Records contained in a dataset:
● ● ● ● ●

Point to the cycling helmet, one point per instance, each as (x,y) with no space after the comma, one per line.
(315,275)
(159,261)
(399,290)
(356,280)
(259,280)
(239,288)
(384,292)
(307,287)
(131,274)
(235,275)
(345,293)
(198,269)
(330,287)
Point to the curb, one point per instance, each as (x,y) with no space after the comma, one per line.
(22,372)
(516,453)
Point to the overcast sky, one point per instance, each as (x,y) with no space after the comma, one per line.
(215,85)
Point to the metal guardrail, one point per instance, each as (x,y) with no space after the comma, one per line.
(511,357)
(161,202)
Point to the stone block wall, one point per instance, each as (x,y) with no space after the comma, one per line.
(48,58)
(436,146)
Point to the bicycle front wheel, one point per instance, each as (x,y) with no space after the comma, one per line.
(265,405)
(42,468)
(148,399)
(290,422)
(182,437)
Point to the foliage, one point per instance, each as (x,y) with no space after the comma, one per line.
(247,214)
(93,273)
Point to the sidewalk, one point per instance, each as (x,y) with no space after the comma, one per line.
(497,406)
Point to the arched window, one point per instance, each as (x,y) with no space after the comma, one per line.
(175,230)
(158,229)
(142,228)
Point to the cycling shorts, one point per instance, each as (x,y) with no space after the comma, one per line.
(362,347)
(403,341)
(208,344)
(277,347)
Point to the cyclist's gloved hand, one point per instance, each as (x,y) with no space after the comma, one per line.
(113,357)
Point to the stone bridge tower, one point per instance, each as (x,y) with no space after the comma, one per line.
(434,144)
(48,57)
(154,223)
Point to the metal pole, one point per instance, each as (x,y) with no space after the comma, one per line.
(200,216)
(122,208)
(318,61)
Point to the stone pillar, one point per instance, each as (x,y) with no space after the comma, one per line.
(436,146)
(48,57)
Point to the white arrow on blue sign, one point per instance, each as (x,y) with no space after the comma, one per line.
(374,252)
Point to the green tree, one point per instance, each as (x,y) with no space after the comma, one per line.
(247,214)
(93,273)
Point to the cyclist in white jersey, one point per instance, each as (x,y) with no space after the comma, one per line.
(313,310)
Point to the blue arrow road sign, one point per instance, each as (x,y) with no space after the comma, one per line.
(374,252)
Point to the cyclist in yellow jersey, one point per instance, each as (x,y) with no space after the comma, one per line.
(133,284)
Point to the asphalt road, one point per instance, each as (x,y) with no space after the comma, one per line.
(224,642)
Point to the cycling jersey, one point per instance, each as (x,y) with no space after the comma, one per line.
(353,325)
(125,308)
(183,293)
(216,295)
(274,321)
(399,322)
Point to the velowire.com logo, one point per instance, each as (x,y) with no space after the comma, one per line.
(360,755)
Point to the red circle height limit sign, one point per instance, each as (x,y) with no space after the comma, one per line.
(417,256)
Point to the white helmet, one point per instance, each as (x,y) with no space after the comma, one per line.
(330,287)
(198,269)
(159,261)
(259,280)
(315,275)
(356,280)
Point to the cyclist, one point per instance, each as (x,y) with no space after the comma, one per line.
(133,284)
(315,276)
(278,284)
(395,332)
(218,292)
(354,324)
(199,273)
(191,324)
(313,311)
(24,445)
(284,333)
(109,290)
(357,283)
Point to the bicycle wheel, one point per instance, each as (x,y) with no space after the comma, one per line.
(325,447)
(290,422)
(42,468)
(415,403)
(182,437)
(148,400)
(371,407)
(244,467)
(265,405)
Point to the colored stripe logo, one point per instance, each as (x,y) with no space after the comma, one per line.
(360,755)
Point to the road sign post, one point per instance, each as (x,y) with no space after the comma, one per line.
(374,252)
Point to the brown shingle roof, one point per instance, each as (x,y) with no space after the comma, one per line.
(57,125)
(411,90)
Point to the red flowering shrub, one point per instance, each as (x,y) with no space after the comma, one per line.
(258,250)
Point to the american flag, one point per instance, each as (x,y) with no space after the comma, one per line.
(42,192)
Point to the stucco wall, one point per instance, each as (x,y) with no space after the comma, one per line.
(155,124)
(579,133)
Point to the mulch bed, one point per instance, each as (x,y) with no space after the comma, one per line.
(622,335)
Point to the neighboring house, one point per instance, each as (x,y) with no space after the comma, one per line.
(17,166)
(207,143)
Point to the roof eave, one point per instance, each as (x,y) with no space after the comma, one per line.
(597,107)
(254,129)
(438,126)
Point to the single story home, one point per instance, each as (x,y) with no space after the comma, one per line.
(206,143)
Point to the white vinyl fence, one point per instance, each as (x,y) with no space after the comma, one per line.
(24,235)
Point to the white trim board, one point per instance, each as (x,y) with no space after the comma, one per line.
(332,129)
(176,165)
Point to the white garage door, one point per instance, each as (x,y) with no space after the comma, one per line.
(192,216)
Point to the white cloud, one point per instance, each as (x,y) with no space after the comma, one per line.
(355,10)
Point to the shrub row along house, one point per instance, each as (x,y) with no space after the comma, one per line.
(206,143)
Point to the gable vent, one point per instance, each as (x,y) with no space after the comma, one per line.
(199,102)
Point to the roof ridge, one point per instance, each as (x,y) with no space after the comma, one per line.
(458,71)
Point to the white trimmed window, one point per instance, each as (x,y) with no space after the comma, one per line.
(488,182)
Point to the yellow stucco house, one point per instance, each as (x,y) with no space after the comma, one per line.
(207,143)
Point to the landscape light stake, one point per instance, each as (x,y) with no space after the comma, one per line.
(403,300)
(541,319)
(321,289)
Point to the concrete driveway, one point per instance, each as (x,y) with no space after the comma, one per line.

● ● ● ● ●

Task - All lines of the data above must be repeated exactly.

Exercise output -
Point to the cycling helmet, one point per instance, each as (x,y) with no space after the comma, one per line.
(315,275)
(159,261)
(399,290)
(356,280)
(259,280)
(239,288)
(384,292)
(307,287)
(131,274)
(235,275)
(345,293)
(198,269)
(330,287)
Point to the curb, one point per instance, each as (x,y) with no space after the comma, one per line.
(22,372)
(516,453)
Point to the overcast sky, one point per instance, each as (x,y) with no space after the comma, one per line.
(215,85)
Point to the metal guardrail, one point per instance, each as (x,y) with no space after the comma, one per line.
(511,357)
(161,202)
Point to the stone block wall, one point per instance, each as (x,y) with no space after the comma, one per line.
(48,58)
(436,146)
Point to the bicycle front wheel, one point per instance, each as (x,y) with no space after the comma, one per line.
(265,405)
(42,468)
(148,399)
(290,422)
(182,437)
Point to the foliage, one point per instance, each as (x,y) with no space after the comma, one per line.
(247,214)
(93,273)
Point to the sidewalk, one point per instance, each as (x,y) with no space after the comma, one per line.
(497,406)
Point to the arched window, one point per instance, each as (x,y) with no space after the comma, one per line.
(175,230)
(158,229)
(142,228)
Point to the cycling shorts, one point per instance, each as (x,y) with no space after the comma, one per line.
(362,347)
(403,341)
(208,344)
(277,347)
Point to the cyclist's gloved hand, one point per instance, each as (x,y) with no space after the comma, one per line.
(113,357)
Point to the stone bridge tower, one point per instance, each as (x,y) with no space after the comma, one per line.
(434,144)
(48,57)
(154,223)
Point to the metal pole, one point per instance, each as (x,y) with no space after the comma, one per line.
(200,216)
(122,208)
(318,61)
Point to the stone pillar, one point per instance, each as (x,y) with no space after the comma, one per line.
(436,146)
(48,57)
Point to the white arrow on blue sign, one point per instance, each as (x,y) with no space after the comma, one per line.
(374,252)
Point to the green tree, one point per instance, each as (x,y) with no space after the comma, one per line.
(247,214)
(93,273)
Point to the cyclist in white jersey, one point per instance, each as (x,y) with no space after the comma, one per line.
(313,310)
Point to the blue arrow road sign, one point per instance, each as (x,y) with no space after the comma, one per line.
(374,252)
Point to the cyclist in yellow jersey, one point per instance, each as (x,y) with no space after the comma, one per line.
(133,284)
Point to the asphalt road, one point per instance, each as (x,y) with no space after the comma, one per line.
(224,642)
Point to the cycling jersey, one point per instance, each as (x,y) with no space after the comma, one per line.
(353,325)
(125,308)
(183,293)
(216,295)
(274,321)
(399,322)
Point to the velowire.com logo, one point per instance, each as (x,y) with no space after the comma, one per line.
(360,755)
Point to the red circle height limit sign, one point per instance, each as (x,y) with no space after the comma, one per line.
(417,256)
Point to the white helmet, one point per instance, each as (x,y) with no space after the comma, one per line.
(330,287)
(198,269)
(159,261)
(259,280)
(315,275)
(356,280)
Point to the cyclist, one point per instance, each as (x,y) with no space after the comma, one per line.
(133,284)
(315,276)
(278,284)
(395,332)
(218,292)
(354,324)
(199,273)
(191,324)
(313,311)
(24,445)
(284,333)
(109,290)
(357,283)
Point to the bicycle wheel, one point per instance, each as (x,y) with no space after the comma, one per line.
(325,447)
(290,422)
(42,468)
(415,403)
(182,437)
(148,400)
(371,407)
(244,467)
(265,405)
Point to the colored stripe logo, one point per instance, each as (x,y) with no space after the comma, one per line.
(360,755)
Point to the road sign post, one point per instance, each as (x,y) with no space after the comma, one per line.
(374,252)
Point to the brown shingle roof, one point per instance, each as (x,y) with no space after the comma, one per line.
(57,125)
(411,90)
Point to the red flowering shrub, one point per instance, each as (x,y) with no space after the comma, one per line.
(258,250)
Point to the american flag, one point per instance, each as (x,y) with no space after the comma, one per line.
(42,192)
Point to the stucco wall, one point per instance, each as (x,y) with no space after the comma, one per line.
(155,124)
(579,133)
Point to the mulch bed, one point per instance, each as (x,y) with no space after the comma, one per line.
(622,335)
Point to the neighboring house, one point per instance, each as (x,y) with no space after the comma, one per line.
(17,166)
(207,143)
Point to the roof eave, one point per instance, each as (x,y) with no space after the comma, one per line.
(597,107)
(254,129)
(438,126)
Point to the single story home, one point per instance, each as (x,y) with no space after the comma, one per line.
(206,143)
Point to the white vinyl fence, one point per instance, each as (x,y) with no space after the comma, one per line.
(24,235)
Point to the white trim board, one point per instance, each as (x,y) with no space after the comma, one per line.
(332,129)
(176,165)
Point to the white garage door, one point per instance, each as (x,y) with no space after the comma, one per line.
(192,216)
Point to the white cloud, one point per instance, each as (x,y) with no space after the comma, one per line.
(355,10)
Point to the shrub row along house, one point per instance, each as (x,y) with no space after the comma, one per line.
(206,143)
Point to the gable vent, one point per instance, each as (x,y) with no space after the comma, one per line.
(199,102)
Point to the roof ridge, one point per instance, each as (x,y) with no space after the comma, one per line.
(458,71)
Point to the white trimmed window, one point per instance, each as (x,y) with no space after the comma, one per line.
(488,182)
Point to the yellow stucco house, one point per instance, each as (x,y) with no space after the comma, one per line.
(207,143)
Point to the landscape light stake, one point per instance, each as (x,y) with no space after the comma, one per line.
(403,300)
(541,319)
(321,289)
Point to the concrete driveway, one point per instance, each as (x,y) with no space after the comma, one per line.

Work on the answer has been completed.